§ **INSTRUCTIONS FOR THE TASK**
Update everything from the start of the material down to the line containing "300 0 371 25" by changing "bounding box" to "rectangle" and leaving all else as it is. Omit the pictures from your answer.

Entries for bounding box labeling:
● ● ●

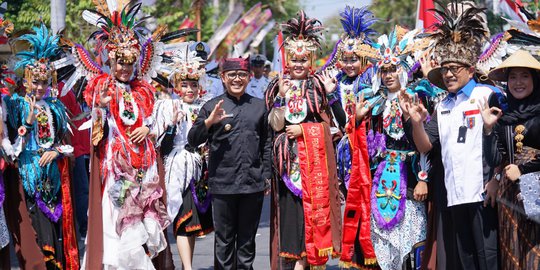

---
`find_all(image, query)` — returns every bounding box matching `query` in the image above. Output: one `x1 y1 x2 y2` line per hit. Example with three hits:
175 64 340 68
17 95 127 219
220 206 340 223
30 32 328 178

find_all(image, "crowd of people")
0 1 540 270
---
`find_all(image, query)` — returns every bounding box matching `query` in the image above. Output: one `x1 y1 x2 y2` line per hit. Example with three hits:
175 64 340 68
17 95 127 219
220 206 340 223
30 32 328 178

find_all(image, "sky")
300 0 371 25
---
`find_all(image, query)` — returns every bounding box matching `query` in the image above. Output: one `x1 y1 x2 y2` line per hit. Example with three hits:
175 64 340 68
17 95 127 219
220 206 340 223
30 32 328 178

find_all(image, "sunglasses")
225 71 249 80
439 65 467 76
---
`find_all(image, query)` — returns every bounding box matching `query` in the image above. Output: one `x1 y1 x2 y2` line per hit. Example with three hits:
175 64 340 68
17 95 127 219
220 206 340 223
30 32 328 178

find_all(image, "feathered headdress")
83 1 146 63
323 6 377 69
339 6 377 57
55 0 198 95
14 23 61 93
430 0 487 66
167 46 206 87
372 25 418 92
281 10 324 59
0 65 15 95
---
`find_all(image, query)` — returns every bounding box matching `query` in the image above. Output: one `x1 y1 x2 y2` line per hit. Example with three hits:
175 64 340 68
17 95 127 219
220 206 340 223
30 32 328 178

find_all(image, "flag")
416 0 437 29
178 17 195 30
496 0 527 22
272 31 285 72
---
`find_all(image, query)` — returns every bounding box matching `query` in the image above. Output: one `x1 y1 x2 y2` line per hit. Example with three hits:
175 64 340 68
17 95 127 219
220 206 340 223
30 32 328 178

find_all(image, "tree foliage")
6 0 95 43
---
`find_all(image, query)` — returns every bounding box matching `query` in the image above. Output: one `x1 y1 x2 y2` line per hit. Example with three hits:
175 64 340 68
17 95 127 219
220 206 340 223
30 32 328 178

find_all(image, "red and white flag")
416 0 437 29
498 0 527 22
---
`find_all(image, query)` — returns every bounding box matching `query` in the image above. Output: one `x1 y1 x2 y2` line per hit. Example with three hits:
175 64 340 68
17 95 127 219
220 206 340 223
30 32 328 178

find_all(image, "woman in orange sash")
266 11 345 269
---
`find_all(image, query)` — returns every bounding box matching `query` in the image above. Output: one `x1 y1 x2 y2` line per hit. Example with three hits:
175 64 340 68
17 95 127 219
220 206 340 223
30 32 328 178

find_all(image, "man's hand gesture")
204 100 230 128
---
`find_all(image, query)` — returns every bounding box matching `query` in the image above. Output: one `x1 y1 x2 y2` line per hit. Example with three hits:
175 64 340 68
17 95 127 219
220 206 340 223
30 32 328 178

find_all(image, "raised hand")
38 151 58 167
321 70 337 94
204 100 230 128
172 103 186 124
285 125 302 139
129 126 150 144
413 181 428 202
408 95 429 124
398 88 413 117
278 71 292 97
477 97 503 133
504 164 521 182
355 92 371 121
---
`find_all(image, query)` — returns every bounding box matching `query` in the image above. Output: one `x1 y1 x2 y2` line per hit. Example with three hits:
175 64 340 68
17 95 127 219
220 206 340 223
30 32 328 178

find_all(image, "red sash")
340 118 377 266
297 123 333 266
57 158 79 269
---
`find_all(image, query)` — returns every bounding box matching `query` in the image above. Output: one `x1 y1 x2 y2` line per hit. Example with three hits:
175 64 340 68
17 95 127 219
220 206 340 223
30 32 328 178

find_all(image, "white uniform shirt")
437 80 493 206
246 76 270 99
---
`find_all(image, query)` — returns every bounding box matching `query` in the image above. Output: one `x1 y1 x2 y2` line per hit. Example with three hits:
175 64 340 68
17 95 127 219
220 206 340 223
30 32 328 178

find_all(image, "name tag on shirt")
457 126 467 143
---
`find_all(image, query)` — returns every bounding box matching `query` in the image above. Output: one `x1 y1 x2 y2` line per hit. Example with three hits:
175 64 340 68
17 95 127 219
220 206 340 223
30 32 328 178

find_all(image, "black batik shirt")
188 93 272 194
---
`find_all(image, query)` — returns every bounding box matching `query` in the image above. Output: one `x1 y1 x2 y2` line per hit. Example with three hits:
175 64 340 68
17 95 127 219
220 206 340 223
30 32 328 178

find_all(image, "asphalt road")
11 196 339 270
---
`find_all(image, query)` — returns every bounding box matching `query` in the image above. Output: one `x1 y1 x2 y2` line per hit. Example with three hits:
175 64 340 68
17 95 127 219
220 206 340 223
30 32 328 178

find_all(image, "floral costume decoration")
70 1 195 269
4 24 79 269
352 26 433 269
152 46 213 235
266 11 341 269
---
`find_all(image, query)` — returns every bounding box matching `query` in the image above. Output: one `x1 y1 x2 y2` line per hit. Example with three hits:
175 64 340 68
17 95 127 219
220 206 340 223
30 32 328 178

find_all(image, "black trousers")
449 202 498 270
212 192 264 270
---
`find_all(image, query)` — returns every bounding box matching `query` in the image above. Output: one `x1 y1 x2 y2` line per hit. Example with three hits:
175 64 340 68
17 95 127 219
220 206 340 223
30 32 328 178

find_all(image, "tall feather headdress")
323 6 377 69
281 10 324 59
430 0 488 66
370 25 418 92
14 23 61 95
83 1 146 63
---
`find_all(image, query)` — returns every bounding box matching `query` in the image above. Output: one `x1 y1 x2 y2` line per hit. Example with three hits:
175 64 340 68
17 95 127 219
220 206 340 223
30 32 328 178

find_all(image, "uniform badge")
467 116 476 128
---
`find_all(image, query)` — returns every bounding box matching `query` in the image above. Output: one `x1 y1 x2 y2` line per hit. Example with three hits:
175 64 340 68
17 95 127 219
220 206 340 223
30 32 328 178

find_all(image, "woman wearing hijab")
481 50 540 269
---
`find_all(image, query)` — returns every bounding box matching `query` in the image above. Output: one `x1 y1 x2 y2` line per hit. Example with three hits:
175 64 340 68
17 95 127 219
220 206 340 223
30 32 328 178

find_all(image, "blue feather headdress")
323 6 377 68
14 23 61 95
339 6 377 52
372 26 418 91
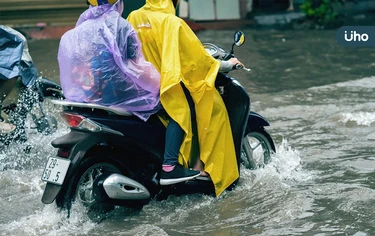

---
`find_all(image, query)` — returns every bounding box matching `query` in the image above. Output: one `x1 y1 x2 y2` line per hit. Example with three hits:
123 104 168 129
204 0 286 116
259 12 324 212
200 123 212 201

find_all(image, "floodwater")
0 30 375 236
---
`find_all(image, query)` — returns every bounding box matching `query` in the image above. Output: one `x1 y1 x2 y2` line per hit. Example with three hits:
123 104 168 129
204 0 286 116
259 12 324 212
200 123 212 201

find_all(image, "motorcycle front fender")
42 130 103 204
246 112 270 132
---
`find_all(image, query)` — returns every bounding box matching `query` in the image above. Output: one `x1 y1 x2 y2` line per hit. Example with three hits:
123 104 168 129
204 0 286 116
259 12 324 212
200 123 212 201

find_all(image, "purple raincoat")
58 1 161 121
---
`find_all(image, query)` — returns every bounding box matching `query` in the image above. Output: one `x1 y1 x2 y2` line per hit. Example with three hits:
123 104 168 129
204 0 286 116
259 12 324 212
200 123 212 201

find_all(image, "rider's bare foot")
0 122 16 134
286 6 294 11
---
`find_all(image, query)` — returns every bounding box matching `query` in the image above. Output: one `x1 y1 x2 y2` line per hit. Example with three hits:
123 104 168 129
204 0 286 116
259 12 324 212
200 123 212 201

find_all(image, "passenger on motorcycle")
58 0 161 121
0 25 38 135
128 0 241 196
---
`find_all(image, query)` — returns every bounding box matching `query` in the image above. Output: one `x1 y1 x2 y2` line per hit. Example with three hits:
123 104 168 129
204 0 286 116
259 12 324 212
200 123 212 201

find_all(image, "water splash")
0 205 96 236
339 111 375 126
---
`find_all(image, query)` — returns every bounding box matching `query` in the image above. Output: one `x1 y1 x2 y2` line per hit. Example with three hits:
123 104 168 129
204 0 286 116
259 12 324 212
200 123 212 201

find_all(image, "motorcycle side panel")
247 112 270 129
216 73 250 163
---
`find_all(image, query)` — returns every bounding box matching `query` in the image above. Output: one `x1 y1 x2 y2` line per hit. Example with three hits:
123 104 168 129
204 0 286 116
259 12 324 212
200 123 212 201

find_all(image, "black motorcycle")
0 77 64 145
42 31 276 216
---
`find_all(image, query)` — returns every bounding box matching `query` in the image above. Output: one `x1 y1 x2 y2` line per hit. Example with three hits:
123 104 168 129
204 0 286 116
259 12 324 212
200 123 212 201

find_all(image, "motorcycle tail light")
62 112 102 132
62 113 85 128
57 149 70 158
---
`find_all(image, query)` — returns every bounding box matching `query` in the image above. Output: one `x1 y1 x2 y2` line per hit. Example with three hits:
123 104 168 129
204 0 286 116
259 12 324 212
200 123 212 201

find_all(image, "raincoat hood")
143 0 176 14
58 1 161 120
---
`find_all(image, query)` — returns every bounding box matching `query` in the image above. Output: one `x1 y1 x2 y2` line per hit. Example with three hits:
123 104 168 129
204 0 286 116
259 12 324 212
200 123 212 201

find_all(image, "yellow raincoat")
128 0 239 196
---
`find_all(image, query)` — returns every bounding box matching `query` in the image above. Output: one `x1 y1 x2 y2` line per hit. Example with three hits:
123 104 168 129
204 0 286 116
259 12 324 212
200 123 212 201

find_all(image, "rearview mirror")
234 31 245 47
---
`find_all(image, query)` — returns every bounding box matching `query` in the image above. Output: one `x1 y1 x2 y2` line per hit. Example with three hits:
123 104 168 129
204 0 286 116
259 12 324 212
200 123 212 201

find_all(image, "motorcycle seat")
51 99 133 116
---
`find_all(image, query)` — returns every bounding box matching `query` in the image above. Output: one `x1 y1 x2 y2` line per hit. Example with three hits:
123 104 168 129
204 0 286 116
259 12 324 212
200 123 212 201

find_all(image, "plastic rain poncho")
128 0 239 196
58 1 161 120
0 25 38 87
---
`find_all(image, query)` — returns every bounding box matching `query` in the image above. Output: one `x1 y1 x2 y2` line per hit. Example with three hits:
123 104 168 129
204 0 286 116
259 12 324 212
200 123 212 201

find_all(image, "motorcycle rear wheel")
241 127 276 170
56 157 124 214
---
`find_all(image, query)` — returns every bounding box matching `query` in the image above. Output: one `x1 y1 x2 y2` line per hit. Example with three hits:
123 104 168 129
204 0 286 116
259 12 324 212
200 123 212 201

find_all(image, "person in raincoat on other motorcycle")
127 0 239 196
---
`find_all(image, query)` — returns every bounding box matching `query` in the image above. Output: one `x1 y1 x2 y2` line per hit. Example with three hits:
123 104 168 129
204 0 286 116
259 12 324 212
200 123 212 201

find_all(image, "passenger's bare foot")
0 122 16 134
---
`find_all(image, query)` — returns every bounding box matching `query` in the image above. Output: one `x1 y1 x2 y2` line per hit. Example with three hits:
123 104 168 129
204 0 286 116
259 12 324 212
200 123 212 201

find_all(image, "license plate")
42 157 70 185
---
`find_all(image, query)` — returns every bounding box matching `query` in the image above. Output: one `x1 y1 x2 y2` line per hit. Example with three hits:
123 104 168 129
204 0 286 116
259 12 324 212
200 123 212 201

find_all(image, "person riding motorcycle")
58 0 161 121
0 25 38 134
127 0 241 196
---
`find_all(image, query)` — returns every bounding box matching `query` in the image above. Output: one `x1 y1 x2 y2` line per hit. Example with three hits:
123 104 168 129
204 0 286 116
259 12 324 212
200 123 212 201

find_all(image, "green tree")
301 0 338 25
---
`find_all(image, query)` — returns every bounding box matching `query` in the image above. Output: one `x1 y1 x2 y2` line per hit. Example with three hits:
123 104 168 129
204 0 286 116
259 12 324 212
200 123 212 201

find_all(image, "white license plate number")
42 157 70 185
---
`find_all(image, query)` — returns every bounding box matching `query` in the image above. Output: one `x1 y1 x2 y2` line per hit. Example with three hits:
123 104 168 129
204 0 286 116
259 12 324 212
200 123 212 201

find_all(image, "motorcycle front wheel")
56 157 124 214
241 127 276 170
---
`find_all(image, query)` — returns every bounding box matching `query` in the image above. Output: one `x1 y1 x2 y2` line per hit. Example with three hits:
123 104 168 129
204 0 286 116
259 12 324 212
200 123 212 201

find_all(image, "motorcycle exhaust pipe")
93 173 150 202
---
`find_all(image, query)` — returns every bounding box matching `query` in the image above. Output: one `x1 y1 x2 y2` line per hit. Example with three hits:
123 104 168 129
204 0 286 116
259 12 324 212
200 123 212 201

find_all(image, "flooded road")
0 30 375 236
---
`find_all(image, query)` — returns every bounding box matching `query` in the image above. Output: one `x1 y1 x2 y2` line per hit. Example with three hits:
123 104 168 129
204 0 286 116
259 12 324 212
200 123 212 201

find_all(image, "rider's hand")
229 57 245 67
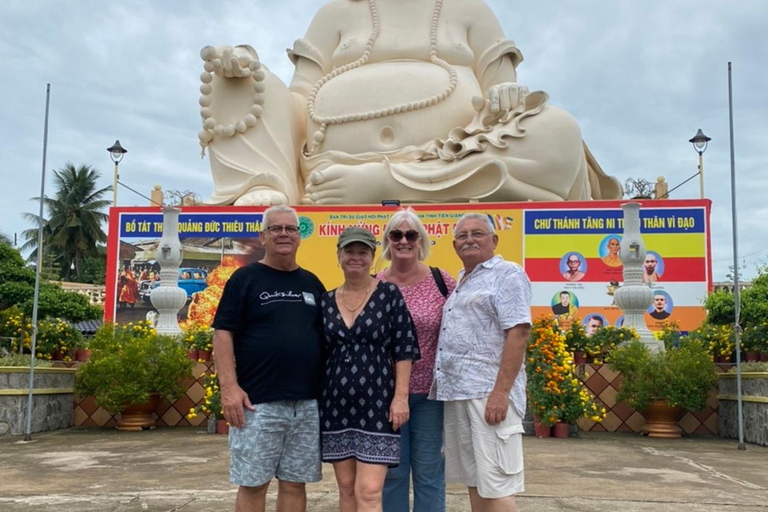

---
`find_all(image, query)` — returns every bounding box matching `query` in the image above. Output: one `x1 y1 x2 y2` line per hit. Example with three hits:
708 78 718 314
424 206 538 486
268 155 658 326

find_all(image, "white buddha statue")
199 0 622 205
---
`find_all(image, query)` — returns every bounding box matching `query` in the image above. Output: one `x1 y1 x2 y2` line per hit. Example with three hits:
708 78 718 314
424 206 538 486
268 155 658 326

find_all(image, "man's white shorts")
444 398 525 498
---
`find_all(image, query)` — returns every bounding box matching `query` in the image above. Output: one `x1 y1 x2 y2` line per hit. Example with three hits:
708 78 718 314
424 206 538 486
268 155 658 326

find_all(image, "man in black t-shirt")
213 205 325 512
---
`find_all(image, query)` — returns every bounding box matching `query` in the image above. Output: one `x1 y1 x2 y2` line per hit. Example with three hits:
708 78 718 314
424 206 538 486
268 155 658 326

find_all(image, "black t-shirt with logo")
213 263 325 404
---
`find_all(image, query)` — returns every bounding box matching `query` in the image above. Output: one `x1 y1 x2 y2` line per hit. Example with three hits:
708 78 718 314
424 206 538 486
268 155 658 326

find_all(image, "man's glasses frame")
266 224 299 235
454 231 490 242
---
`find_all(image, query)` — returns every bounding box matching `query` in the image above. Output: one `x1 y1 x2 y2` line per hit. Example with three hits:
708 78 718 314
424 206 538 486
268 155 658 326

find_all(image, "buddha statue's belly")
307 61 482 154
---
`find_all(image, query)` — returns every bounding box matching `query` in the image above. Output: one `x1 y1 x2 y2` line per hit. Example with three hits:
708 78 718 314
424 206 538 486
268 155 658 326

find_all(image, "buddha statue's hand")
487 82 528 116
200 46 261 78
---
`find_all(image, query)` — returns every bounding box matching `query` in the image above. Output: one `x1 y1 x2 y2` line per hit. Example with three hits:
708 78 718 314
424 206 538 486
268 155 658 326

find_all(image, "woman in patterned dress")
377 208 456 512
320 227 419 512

● ● ●

§ **RESULT FOR THIS EXERCISE**
---
`find_all(image, query)` — returns every rectangle matching `query` in the image above. Output: one `x1 y1 x2 y2` line per hit. Example with three hits:
175 64 340 68
17 95 127 219
220 206 340 223
30 32 328 178

find_all(image, "crowd of people")
0 1 540 270
---
`find_all(image, query)` — returns every rectangle matching `query` in the image above. Output: one `x1 y1 x2 y2` line per hit. Example with three hits:
175 64 340 68
17 95 127 219
220 206 340 223
30 32 328 178

find_all(image, "sky")
300 0 371 25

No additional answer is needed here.